» **Exercise directions**: Every line below from the one containing "# mark a point on every instance of the white long-sleeve" to the final line must be reproduced exactly, and no other line may appear in the answer.

[Natural-language object grounding data]

━━━━━━━━━━

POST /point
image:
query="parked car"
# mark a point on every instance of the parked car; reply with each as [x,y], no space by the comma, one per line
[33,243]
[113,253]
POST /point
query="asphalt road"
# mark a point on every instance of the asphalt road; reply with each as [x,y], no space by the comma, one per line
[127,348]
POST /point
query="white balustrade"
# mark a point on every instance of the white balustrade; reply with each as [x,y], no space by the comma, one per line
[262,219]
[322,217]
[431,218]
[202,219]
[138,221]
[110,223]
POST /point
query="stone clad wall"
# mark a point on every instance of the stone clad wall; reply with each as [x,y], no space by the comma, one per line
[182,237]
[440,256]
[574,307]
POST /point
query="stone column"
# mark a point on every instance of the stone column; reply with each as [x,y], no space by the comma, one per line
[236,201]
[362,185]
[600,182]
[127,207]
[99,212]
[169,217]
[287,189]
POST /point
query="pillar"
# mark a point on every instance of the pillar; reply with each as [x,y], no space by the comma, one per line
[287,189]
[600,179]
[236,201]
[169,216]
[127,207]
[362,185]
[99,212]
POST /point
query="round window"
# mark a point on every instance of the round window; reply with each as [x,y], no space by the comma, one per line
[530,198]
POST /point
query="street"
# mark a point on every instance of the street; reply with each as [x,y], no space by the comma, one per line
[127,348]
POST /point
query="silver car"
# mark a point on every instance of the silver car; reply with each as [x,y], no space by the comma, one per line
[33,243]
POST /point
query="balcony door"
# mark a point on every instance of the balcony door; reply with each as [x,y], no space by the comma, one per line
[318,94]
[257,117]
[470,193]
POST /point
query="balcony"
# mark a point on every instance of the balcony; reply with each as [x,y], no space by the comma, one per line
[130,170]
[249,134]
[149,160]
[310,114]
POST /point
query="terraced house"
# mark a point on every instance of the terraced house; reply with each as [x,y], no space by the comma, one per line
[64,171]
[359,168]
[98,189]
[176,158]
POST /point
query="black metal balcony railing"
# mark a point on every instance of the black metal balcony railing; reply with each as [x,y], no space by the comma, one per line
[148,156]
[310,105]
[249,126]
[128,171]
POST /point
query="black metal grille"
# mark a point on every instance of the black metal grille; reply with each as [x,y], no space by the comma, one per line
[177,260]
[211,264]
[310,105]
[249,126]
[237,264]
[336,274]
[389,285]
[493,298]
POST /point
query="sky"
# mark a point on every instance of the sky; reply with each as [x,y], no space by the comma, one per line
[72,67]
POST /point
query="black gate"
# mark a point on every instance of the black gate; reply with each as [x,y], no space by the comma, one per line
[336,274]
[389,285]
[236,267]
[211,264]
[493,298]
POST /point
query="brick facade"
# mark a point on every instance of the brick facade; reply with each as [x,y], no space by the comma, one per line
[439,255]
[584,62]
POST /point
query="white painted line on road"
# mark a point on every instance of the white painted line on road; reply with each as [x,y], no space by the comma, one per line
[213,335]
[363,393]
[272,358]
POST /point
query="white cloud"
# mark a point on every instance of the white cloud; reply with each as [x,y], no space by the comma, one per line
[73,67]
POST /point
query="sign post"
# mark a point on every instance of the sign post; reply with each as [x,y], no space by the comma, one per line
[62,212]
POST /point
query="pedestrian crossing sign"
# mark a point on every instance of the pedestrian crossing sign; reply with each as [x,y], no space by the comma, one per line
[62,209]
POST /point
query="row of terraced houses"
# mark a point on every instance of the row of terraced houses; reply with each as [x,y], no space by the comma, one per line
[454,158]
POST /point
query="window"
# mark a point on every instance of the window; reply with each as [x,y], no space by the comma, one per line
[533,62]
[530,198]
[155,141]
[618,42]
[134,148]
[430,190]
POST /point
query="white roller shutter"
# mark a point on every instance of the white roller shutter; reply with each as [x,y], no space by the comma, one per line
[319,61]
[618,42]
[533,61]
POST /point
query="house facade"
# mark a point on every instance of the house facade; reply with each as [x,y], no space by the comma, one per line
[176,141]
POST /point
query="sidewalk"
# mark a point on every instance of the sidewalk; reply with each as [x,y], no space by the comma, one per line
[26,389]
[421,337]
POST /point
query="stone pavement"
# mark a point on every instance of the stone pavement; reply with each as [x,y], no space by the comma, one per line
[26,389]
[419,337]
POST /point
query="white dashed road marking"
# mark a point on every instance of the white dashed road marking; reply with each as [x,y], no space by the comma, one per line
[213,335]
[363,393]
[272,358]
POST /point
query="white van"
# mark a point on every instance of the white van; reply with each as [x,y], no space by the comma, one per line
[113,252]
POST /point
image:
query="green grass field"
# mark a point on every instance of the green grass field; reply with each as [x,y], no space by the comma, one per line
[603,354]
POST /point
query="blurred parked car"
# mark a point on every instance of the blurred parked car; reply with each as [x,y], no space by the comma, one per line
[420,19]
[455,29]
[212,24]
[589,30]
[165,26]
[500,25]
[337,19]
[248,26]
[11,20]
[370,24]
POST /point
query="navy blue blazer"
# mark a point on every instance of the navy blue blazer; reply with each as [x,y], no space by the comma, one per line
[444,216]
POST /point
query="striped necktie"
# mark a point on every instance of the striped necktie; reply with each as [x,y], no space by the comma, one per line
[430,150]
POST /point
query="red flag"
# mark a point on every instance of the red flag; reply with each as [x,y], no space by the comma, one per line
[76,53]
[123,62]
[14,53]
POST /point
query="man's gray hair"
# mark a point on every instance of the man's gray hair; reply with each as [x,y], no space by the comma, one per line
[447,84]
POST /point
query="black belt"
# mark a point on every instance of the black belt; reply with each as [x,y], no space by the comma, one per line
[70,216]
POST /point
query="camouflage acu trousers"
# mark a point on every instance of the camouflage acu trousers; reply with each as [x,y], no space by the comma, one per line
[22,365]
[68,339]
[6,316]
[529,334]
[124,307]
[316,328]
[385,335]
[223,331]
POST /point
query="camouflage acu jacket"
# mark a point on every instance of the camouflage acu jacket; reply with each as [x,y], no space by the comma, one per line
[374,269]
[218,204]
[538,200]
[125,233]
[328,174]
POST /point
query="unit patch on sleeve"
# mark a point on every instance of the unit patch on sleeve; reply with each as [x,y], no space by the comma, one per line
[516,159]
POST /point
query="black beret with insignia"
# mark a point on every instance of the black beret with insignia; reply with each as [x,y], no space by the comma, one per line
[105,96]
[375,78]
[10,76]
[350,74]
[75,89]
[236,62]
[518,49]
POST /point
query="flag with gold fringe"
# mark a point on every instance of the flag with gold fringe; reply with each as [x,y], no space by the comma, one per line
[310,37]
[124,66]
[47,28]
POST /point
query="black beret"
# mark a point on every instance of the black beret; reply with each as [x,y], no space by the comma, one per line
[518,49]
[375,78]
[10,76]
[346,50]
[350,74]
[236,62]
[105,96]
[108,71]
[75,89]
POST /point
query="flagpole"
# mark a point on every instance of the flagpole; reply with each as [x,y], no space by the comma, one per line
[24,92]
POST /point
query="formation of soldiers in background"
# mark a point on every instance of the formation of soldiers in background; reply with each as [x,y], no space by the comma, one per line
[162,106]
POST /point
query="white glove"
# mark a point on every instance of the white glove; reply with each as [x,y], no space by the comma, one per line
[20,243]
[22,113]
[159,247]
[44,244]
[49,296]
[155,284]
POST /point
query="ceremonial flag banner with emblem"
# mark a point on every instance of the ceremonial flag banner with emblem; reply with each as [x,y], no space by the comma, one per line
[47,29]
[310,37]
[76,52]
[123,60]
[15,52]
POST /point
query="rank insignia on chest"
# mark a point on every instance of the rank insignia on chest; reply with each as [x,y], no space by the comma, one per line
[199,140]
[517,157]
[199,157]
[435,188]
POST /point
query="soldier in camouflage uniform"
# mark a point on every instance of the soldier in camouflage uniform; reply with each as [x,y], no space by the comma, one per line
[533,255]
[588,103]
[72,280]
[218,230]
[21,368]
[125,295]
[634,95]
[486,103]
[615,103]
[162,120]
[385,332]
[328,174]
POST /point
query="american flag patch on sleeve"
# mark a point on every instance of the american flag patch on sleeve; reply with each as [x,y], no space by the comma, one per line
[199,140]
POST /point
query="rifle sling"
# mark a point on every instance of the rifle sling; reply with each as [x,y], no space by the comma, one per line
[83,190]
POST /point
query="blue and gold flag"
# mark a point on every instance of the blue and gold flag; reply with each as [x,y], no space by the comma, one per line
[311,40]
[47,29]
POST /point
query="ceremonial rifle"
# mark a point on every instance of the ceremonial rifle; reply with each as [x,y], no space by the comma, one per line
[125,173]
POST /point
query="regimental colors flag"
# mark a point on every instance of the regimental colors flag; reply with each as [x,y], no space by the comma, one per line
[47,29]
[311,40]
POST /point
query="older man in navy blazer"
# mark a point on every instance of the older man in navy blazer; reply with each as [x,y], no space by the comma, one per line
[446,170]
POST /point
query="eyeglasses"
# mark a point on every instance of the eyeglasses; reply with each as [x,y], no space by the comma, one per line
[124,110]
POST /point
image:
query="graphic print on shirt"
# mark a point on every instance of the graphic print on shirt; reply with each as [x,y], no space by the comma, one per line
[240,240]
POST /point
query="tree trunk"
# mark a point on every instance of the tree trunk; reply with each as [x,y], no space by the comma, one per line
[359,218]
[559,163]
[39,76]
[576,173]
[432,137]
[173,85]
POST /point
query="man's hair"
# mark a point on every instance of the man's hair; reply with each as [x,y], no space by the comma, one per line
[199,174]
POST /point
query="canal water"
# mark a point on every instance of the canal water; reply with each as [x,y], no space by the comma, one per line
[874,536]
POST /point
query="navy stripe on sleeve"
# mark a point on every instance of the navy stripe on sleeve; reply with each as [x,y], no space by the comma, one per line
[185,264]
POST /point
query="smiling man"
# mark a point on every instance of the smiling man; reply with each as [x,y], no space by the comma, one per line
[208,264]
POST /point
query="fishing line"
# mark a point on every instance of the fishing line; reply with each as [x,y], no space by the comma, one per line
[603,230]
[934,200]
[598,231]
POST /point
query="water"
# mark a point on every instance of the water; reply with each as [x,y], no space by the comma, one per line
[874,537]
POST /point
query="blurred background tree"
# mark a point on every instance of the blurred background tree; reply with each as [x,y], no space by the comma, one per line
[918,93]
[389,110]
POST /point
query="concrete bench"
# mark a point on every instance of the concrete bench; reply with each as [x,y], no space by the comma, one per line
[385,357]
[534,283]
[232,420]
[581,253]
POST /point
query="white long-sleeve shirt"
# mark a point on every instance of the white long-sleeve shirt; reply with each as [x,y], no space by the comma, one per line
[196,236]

━━━━━━━━━━

» **Response area**:
# mark a point on every instance of the white long-sleeve shirt; reply with each as [x,y], no space by the comma, one per line
[196,236]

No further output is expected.